Rewrite the data below, replacing every occurrence of "one marker per instance" with "one point per object" and leaving everything else unchanged.
___ Record list ___
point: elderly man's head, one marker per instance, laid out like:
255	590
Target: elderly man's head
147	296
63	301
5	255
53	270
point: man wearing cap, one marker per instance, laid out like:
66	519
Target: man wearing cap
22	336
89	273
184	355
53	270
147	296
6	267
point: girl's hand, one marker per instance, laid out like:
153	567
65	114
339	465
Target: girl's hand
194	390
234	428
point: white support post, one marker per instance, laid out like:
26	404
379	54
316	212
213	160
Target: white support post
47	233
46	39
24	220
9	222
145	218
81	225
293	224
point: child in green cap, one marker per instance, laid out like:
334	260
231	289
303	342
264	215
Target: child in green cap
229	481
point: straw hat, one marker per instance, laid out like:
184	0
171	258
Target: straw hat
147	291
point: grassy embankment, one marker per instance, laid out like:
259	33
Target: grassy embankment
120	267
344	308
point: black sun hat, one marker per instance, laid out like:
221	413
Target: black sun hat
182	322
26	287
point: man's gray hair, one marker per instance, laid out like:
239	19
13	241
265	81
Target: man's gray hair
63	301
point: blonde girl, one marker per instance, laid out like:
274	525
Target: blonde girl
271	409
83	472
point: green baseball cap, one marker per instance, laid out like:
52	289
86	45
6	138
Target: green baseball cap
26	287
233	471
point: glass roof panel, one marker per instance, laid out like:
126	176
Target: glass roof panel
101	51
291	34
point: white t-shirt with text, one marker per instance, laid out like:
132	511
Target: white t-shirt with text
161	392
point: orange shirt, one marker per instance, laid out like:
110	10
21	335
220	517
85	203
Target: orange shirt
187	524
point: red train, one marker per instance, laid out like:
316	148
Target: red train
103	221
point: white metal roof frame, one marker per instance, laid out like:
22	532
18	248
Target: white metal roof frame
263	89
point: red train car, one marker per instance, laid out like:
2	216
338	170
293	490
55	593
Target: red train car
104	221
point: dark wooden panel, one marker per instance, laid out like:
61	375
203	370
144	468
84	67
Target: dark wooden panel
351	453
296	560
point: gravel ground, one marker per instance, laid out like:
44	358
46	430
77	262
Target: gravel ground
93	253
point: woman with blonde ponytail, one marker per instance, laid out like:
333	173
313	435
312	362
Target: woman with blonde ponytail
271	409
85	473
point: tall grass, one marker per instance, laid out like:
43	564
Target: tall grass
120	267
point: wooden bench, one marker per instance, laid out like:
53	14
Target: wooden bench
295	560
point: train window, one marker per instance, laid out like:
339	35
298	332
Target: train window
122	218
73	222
___
Solved problem>
point: elderly man's head, one point per object, laid out like:
255	590
Target: elderly man's head
147	296
63	301
5	255
53	270
point: man wearing cap, one point per object, laid out like:
66	519
Target: man wearing cap
22	336
89	273
184	355
53	270
147	296
6	267
point: girl's hand, one point per object, laid out like:
153	567
65	114
339	465
Target: girl's hand
194	390
234	428
point: white support post, one point per object, laid out like:
26	404
379	54
316	212
213	160
Target: white support post
47	233
46	39
24	220
9	222
145	218
81	225
293	224
point: child in green cap, one point per object, laid out like:
334	260
231	289
303	342
264	215
Target: child in green cap
229	481
point: straw hat, one point per object, laid out like:
184	0
171	258
Target: straw hat
147	291
point: grassy embankment, one point per object, laid out like:
259	33
Target: grassy embankment
120	267
344	308
point: black sun hat, one point per object, laid out like:
221	413
Target: black sun hat
182	322
26	287
point: man's gray hair, one point per object, laid out like:
239	19
13	241
265	81
Target: man's gray hair
63	301
point: blonde girl, one point per object, laid out like:
274	525
Target: blonde girl
271	409
83	472
point: green baseball cap, one point per object, laid out like:
52	289
86	45
6	138
Target: green baseball cap
26	287
233	471
point: glass roof panel, one point per object, laid out like:
126	176
Target: glass roof panel
101	51
291	34
point: white t-shirt with text, one point per object, laid out like:
132	511
Target: white t-shirt with text
161	392
point: orange shirt, one point per object, laid out like:
110	10
21	335
220	517
85	203
Target: orange shirt
187	524
point: red train, one point per object, laid out like:
316	148
Target: red train
103	221
point: white metal roof frame, one point per object, laid out like:
22	532
18	248
Target: white metal roof frame
263	89
point: red train car, one point per object, laid out like:
2	216
338	170
293	490
55	593
Target: red train car
104	221
point: dark wooden panel, one point per object, laid out like:
61	375
203	370
144	468
84	67
Target: dark wooden panel
351	453
296	560
point: gravel ground, one point per object, laid out like:
44	358
46	430
77	262
Target: gravel ground
93	253
point: woman with blonde ponytail, one point per object, laid out like:
333	173
313	435
312	362
Target: woman with blonde ponytail
271	409
85	473
point: tall grass, one point per object, laid out like:
43	564
Target: tall grass
120	267
point: wooden bench, one point per object, laid out like:
53	14
Target: wooden bench
295	560
point: train window, one point per object, laid out like:
339	35
298	332
Target: train window
122	218
73	222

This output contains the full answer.